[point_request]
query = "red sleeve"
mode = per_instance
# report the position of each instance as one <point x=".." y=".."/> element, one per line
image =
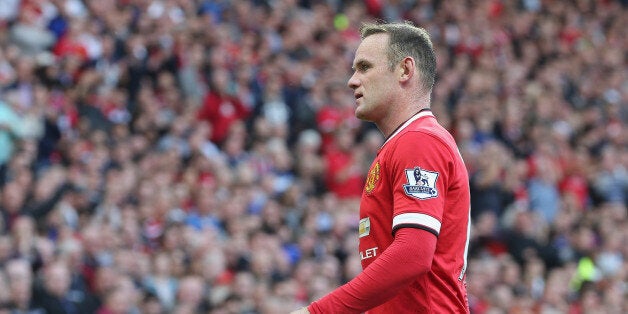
<point x="410" y="255"/>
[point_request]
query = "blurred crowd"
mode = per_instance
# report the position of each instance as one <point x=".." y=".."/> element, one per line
<point x="197" y="156"/>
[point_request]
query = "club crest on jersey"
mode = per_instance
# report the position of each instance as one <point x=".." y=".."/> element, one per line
<point x="421" y="183"/>
<point x="372" y="178"/>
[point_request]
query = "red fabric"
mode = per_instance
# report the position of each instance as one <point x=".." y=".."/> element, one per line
<point x="66" y="47"/>
<point x="410" y="256"/>
<point x="221" y="111"/>
<point x="418" y="180"/>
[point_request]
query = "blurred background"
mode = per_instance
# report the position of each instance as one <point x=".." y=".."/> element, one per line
<point x="176" y="156"/>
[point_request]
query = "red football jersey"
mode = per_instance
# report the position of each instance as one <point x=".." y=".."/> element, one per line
<point x="419" y="180"/>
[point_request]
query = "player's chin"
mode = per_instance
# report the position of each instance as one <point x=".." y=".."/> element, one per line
<point x="361" y="113"/>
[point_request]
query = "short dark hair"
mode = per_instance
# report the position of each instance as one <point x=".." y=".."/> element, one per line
<point x="405" y="39"/>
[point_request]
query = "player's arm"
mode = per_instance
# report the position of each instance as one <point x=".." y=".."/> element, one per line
<point x="408" y="257"/>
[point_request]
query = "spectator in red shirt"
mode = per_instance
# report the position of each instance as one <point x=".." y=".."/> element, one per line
<point x="221" y="106"/>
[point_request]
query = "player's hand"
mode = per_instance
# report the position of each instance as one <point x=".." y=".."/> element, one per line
<point x="302" y="310"/>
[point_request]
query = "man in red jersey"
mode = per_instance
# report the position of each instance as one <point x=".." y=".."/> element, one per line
<point x="414" y="213"/>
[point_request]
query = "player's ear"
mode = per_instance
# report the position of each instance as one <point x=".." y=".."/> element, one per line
<point x="406" y="69"/>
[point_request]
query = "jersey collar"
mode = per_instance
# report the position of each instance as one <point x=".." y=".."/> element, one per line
<point x="422" y="113"/>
● ● ● ● ● ● ●
-- Your instructions --
Select and copy each line of the material above that contains the string "blurred". The match is case-sensitive.

-- Answer to the problem --
query = "blurred crowd"
query = "blurred background"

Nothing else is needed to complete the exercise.